[AIM] Please turn the lines of the entries below into a numbered list, leaving out blank lines. Begin at the line that contains "Would you mind pinning the rider's" and stop at the end of the entries.

Records
--

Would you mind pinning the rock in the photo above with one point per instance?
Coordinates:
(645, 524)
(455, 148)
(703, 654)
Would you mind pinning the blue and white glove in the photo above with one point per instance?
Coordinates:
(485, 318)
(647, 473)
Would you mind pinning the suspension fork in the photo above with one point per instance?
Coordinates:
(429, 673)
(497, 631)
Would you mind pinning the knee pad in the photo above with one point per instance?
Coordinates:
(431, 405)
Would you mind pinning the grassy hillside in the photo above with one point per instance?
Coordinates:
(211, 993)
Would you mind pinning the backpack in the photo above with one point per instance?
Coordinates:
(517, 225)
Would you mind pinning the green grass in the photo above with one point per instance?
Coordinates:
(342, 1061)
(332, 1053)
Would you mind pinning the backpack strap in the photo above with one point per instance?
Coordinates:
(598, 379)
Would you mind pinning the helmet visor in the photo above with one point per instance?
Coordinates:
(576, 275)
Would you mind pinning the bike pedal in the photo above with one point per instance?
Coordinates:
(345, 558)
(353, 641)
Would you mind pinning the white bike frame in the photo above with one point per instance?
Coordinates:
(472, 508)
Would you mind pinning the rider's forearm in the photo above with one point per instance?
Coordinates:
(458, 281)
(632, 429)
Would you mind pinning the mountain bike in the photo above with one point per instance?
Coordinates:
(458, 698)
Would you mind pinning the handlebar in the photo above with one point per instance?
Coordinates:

--

[ANSWER TO THIS PROBLEM]
1. Would you mind pinning the rider's forearm in the photo above with one point per instance?
2. Coordinates:
3. (458, 281)
4. (632, 429)
5. Would you mind pinning the mountain bike in the photo above with one point per instance?
6. Coordinates:
7. (458, 698)
8. Would you mind pinning the handlebar in the photo above with one point per instance?
9. Coordinates:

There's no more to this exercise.